### Set problem 1
In the transcript, how long after seeing a YouTube ad for Greg Marshall's own business did one person make a purchase?

Greg Marshall  14:42  I did? Yeah. It was to actually the gentleman. Oh,

Blake Beus  14:47  yeah. So the average I mean, think about how much selling you can, you can do. We're explaining the value proposition you can do in seven minutes of an ad. How long you remember back in the day when people actually have ads on TV, they still exist. But I wouldn't sit there and watch a seven minute ad. But if it's highly relevant, and interesting to that person, which you can do in YouTube, because you then all the search history and everything, you can get a seven minute and are highly,

Greg Marshall  15:18  highly qualified. Yeah. Just think of someone that just walking around and thinking about buying your exact product. Yeah. And then you serve them an ad of that exact product. Like it's a perfect match matches the market match. And so that's why I think if you have higher ticket, it's better to like your opportunity to essentially make money is higher on YouTube, then, you know, Facebook and Instagram just because of the mindset, our high ticket buyers on Facebook and Instagram. Of course they are I'm not saying that they're not there. What I'm saying is, you may see a better performance on YouTube, because of where their mentality is. And the other thing that I find is, if you're targeting people on YouTube, and they fill out your lead form, and they get on a phone call, the quality of the person is higher, also, because of the mindset, then I find that a lot of those sales turn around pretty quick. Yeah, like less than seven days interest. And quite often they can. I've actually had some ads on YouTube for my own business where the person bought, like, an hour later. Oh, really, like after a phone call? Like they saw the ad they clicked they booked the call got on the phone, they purchased all like that, really? No, no thinking about it. And but it was because individuals like I am looking for this, which I of course I knew because that's what I'm targeting.

Blake Beus  16:44  And you made the video, you made the video content basically resolve objections, probably before they even got on the phone with you exactly. And so for the ideal person, it's a no brainer.

### Set problem 2
Extract every line of the listing that contains the word "paved".

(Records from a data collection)
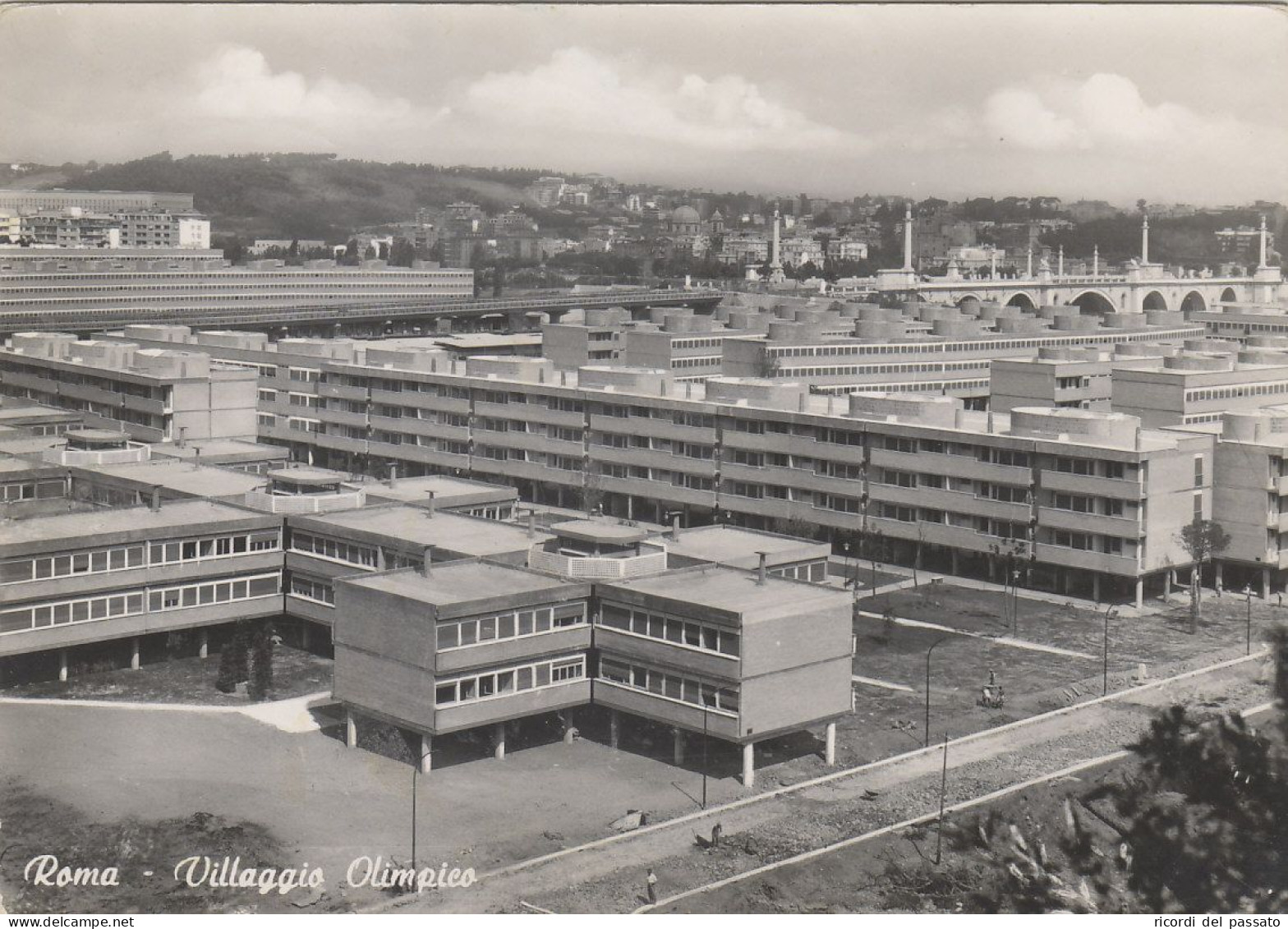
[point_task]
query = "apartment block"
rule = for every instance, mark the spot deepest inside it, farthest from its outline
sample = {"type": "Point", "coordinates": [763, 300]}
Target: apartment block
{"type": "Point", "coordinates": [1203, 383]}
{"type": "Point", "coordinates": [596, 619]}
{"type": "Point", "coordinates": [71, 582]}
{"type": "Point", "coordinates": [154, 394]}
--
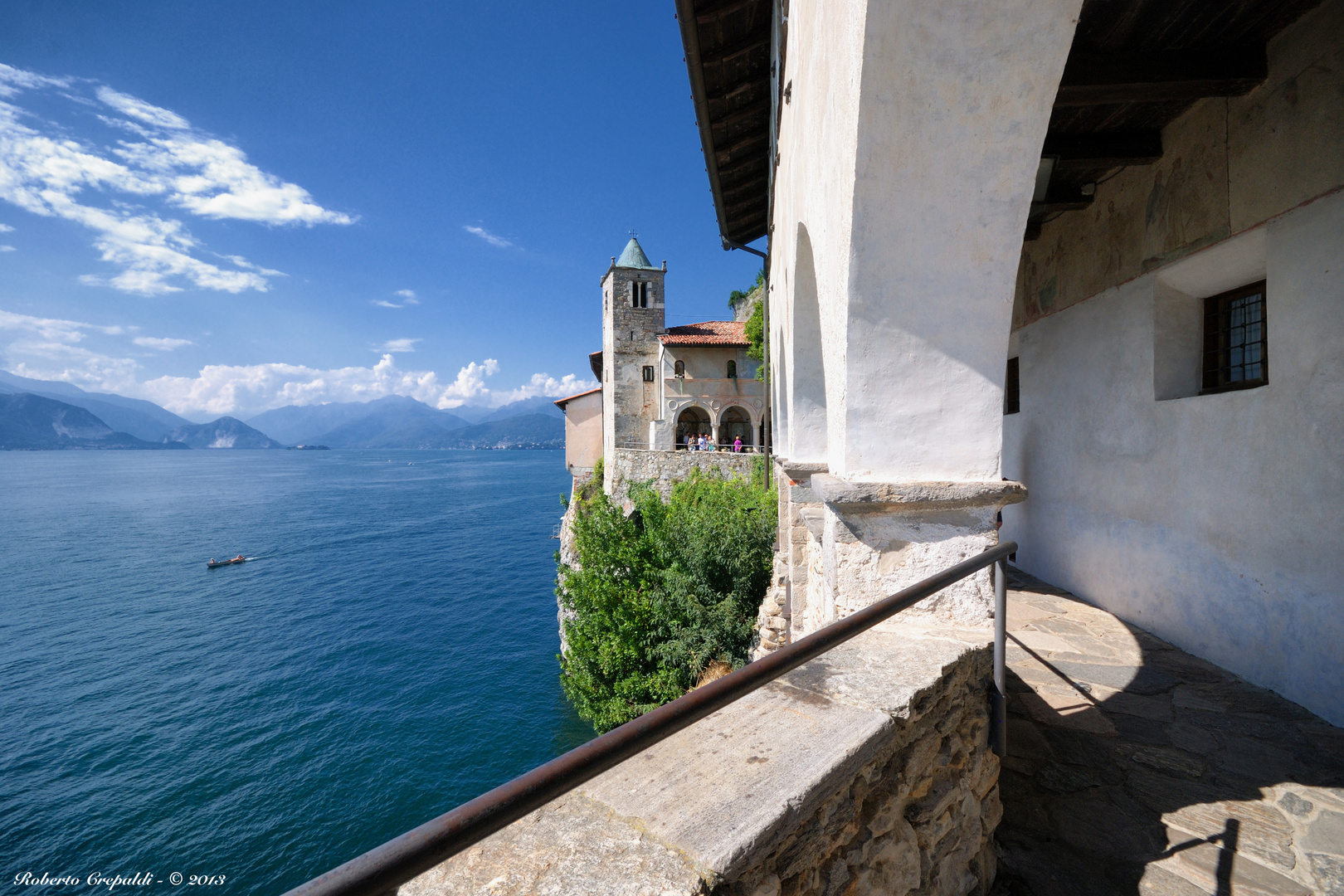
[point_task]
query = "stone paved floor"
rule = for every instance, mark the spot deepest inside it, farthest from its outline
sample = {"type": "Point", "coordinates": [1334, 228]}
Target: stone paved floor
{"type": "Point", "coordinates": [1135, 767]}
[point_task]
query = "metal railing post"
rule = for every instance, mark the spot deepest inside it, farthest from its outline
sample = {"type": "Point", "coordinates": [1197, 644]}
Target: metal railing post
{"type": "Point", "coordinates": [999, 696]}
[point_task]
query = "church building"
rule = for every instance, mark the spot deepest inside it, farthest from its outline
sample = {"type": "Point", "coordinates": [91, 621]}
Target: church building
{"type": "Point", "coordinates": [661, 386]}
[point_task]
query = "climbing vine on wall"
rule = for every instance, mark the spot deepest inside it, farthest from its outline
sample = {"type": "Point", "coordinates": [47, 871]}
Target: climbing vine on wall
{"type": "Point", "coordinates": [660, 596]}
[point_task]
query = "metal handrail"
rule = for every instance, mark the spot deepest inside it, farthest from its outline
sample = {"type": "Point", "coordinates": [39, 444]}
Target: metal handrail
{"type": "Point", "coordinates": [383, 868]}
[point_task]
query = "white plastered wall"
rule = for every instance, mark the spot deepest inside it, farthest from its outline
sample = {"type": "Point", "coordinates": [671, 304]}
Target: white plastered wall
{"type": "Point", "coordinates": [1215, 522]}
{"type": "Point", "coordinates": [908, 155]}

### Task solution 1
About an hour later.

### Task solution 2
query = "stone paved floor"
Target: stone paved floor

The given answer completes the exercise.